■ **Written instruction 1**
Echo the part of the passage on urban soils that opens with the words containing "To guarantee the" and closes with "not be discussed.", copying it word for word.

To guarantee the provision of ecosystem services, we need to minimize the artificialization of soils, and especially their sealing, and optimize the management of pseudo-natural soils according to their properties.

As several of these services have been described (Blanchart et al. 2017; Vidal-Beaudet and Rossignol 2018), we will focus here on three of them, objects of emerging research: food supply, biodiversity maintenance and urban waste recycling. As sealing is a major drawback for the provision of supply and regulation services, sealed soils will not be discussed.

Urban soils and food production

The development of urban agriculture directly raises the question of soil quality. High levels of organic matter have been recorded in allotments (up to 10% compared with 1 to 4% for agricultural soils), phosphorus (with sometimes excessive values) and basic pH levels (between 7 and 8.5) that can be accompanied by metal contamination (Joimel et al. 2016). These high levels are the result of successive and historical inputs of soil improvers and fertilizers, and may involve transfers to cultivated plants. Work carried out on AgroParisTech’s rooftop vegetable garden (figure 1b) has demonstrated that vegetables grown in soils constructed solely from organic waste products comply with current regulations on pollutant levels thanks to contamination control of the materials used (Grard 2017).

In the case of soils with high levels of contaminants, local authorities can draw on a number of guides, such as the one on “presumption of soil pollution,” to find the tools and knowledge available. At the individual level, the application of good consumer practices, such as washing and peeling vegetables, can eliminate surface pollutants and reduce the potential risk of contamination.

Urban soils as refuges for biodiversity

The Global Assessment Report on Biodiversity and Ecosystem Services (Intergovernmental Science-Policy Platform on Biodiversity and Ecosystem Services (IPBES), 2019) estimates that around one million plant and animal species are threatened with extinction over the coming decades. Yet soils are home to around a quarter of our planet’s biodiversity. Soil organisms play an essential role in soil fertility, water quality and carbon storage. Given the physicochemical characteristics of urban soils (contamination, extreme pH values, compaction, etc.), we might expect them to harbor low levels of biodiversity, with effects on organisms of all sizes (earthworms, beetles, microorganisms, etc.). On the contrary, unsealed urban soils seem to provide a refuge for urban biodiversity. For example, springtails or Collembola (Figure 2)—well-known indicators of soil quality—present 1.6 times more species and are 8 times more abundant in urban vegetable gardens than in agricultural environments (Joimel et al. 2017). Similarly, parks and rooftops, though highly artificial, harbor high levels of microbial biomass (McGuire et al. 2013).

■ **Data lines**
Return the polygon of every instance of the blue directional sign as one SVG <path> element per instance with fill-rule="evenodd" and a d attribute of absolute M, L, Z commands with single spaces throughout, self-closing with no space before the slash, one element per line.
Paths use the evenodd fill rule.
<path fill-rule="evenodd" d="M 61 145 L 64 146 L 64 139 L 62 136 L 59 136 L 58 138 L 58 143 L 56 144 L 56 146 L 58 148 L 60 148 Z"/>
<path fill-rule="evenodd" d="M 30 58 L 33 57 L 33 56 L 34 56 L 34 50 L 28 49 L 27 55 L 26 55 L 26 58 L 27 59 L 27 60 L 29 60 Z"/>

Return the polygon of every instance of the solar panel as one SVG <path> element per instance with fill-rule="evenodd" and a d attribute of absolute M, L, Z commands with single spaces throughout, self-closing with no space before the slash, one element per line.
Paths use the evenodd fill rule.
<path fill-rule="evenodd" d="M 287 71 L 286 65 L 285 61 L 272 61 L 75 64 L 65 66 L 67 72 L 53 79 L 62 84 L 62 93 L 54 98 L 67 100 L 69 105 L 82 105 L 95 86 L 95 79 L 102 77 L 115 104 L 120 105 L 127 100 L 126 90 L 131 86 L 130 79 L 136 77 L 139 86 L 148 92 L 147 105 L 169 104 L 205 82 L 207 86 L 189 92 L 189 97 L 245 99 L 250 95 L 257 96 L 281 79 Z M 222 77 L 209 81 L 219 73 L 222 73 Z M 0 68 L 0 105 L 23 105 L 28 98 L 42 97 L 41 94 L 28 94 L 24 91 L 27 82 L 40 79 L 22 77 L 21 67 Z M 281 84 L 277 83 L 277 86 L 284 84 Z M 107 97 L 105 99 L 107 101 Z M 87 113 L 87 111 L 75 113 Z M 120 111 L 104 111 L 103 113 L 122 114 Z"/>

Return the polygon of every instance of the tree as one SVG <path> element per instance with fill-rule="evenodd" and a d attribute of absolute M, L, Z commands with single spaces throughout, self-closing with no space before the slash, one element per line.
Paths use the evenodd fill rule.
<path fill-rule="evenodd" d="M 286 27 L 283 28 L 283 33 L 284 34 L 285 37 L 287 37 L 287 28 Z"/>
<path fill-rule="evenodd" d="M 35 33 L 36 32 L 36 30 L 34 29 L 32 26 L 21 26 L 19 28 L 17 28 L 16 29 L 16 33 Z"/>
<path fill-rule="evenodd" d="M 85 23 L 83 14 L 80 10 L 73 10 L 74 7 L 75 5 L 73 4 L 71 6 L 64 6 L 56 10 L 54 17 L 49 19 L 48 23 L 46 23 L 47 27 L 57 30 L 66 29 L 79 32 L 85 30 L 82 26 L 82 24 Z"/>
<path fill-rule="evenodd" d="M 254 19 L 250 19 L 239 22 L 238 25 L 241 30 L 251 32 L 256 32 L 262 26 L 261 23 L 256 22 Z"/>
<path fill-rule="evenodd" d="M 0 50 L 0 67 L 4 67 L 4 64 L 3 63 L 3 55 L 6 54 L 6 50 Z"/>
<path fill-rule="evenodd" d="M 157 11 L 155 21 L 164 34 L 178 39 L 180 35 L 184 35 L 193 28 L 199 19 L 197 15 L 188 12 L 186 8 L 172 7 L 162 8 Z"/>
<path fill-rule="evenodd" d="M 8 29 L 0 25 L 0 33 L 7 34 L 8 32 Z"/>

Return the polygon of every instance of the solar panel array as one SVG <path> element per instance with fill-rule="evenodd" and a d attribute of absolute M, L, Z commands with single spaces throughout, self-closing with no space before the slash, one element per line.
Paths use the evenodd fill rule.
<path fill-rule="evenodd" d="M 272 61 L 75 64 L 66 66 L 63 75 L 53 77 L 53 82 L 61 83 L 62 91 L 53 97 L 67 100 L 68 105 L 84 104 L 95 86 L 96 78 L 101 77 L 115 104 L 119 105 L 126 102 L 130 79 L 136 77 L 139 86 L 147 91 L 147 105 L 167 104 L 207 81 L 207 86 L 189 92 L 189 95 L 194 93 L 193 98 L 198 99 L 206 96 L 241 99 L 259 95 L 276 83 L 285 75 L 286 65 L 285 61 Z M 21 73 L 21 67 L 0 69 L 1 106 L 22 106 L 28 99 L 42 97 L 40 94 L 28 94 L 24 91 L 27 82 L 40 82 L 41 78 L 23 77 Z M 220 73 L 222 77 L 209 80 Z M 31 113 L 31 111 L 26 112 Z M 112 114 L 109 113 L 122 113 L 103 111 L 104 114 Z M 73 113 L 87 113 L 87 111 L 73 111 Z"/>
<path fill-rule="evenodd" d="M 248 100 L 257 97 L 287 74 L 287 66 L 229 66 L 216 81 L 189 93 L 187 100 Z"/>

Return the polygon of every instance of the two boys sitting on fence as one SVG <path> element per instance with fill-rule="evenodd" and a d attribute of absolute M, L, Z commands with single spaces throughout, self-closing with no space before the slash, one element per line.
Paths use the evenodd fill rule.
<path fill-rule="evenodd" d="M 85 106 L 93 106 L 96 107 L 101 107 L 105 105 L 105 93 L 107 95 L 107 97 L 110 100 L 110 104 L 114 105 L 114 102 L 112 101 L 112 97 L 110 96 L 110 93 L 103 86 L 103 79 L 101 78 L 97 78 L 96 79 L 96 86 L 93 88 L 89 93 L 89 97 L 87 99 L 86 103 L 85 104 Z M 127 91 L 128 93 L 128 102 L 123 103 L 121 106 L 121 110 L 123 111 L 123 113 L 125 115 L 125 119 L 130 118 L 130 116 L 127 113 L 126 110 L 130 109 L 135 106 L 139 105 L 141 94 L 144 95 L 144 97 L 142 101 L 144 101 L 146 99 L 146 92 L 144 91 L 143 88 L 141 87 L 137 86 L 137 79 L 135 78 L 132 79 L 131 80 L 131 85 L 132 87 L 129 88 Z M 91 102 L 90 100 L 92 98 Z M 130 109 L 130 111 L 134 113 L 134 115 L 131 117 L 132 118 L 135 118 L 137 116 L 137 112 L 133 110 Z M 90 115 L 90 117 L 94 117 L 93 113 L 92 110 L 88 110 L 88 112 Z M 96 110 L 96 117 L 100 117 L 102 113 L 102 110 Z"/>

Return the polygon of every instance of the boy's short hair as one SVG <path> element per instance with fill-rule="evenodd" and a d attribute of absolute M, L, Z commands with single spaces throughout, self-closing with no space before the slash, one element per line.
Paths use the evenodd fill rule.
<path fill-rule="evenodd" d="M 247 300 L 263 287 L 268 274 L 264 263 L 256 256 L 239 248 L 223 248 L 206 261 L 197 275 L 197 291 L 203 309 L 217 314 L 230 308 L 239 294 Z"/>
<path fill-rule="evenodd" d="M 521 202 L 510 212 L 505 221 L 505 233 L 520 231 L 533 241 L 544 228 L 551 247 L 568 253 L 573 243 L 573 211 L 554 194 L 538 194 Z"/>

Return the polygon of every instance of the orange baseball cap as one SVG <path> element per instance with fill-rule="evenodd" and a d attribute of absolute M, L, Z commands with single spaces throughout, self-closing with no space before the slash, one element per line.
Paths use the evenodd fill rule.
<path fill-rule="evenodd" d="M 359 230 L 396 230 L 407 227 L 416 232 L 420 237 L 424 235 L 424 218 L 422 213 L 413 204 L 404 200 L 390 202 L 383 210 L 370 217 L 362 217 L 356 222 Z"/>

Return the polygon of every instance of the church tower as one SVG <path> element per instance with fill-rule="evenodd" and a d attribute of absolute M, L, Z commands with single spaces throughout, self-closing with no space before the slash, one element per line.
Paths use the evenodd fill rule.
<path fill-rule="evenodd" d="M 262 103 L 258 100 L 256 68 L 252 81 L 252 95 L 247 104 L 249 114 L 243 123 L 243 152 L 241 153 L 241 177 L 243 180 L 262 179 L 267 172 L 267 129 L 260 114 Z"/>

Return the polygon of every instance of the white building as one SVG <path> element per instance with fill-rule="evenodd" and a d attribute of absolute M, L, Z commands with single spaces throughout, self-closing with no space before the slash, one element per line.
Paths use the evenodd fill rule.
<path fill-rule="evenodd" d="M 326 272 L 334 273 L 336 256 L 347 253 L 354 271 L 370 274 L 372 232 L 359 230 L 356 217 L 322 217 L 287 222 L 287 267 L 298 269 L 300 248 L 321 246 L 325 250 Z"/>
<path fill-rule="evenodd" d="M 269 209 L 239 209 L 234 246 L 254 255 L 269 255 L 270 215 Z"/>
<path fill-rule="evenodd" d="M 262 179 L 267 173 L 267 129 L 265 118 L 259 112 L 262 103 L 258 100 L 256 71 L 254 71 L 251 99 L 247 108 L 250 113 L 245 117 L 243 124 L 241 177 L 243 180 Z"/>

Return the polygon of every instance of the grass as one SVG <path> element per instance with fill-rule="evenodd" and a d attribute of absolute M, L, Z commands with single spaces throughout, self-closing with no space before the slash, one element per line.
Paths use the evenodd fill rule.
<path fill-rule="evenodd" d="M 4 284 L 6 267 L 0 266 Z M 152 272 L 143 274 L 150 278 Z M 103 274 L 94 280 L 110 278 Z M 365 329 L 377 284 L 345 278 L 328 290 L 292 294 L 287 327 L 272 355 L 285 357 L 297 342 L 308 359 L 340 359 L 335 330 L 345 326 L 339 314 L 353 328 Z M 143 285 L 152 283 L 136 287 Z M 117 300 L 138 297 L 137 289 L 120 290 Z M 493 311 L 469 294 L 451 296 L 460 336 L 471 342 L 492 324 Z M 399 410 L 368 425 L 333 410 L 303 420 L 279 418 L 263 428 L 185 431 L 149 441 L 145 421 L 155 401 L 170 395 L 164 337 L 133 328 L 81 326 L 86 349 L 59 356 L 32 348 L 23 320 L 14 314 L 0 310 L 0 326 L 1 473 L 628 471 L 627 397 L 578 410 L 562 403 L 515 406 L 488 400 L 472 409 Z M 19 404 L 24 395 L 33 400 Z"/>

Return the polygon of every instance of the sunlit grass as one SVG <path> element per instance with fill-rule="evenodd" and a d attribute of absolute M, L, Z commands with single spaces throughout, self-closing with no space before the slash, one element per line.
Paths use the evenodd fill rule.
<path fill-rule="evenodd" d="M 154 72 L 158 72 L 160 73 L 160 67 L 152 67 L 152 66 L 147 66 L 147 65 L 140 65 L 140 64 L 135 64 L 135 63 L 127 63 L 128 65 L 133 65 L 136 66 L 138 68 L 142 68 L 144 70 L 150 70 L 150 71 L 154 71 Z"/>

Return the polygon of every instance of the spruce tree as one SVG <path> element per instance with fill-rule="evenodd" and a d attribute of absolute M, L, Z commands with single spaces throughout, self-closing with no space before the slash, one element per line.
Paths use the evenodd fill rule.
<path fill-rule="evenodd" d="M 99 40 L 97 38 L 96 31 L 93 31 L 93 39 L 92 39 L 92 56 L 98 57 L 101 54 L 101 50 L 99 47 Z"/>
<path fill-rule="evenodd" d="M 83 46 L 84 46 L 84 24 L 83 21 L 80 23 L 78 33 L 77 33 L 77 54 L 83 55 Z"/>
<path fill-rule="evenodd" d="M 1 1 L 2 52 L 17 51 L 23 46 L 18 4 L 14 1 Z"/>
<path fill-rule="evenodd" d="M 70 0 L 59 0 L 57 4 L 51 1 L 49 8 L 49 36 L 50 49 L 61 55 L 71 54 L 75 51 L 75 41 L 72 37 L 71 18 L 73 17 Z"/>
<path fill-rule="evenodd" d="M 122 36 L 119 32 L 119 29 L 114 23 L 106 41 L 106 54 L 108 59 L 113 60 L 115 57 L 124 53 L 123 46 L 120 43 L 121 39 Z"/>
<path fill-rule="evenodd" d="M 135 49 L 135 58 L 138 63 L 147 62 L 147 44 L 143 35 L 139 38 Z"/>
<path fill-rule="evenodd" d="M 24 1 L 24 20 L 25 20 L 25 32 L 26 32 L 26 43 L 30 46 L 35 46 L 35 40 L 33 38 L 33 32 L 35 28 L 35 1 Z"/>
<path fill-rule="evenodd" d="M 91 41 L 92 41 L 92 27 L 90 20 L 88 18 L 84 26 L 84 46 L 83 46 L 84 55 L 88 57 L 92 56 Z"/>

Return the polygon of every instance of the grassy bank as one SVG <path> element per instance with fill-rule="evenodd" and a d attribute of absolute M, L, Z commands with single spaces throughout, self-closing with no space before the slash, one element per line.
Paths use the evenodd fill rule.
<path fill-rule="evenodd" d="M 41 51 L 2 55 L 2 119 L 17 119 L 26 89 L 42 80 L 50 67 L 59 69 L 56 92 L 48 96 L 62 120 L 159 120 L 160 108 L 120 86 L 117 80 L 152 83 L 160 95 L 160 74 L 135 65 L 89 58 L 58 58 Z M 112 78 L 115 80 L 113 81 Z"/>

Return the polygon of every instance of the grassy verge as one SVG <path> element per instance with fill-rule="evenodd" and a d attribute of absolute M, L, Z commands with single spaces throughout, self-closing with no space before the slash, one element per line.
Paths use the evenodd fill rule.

■ **Written instruction 2**
In the rows, rewrite the part that opens with the line containing "Return the polygon of every instance of the sunlit" and closes with the line containing "154 72 L 158", putting "sunny lawn" in place of "sunlit grass" and leaving everything else as it stands. Give back only those lines.

■ **Correct output 1**
To guarantee the provision of ecosystem services, we need to minimize the artificialization of soils, and especially their sealing, and optimize the management of pseudo-natural soils according to their properties.

As several of these services have been described (Blanchart et al. 2017; Vidal-Beaudet and Rossignol 2018), we will focus here on three of them, objects of emerging research: food supply, biodiversity maintenance and urban waste recycling. As sealing is a major drawback for the provision of supply and regulation services, sealed soils will not be discussed.

■ **Correct output 2**
Return the polygon of every instance of the sunny lawn as one SVG <path> element per instance with fill-rule="evenodd" and a d attribute of absolute M, L, Z commands with single spaces throughout, self-closing with no space before the slash, one element per line.
Paths use the evenodd fill rule.
<path fill-rule="evenodd" d="M 154 72 L 158 72 L 160 73 L 160 67 L 152 67 L 152 66 L 147 66 L 147 65 L 140 65 L 140 64 L 135 64 L 135 63 L 127 63 L 128 65 L 133 65 L 136 66 L 138 68 L 142 68 L 144 70 L 150 70 L 150 71 L 154 71 Z"/>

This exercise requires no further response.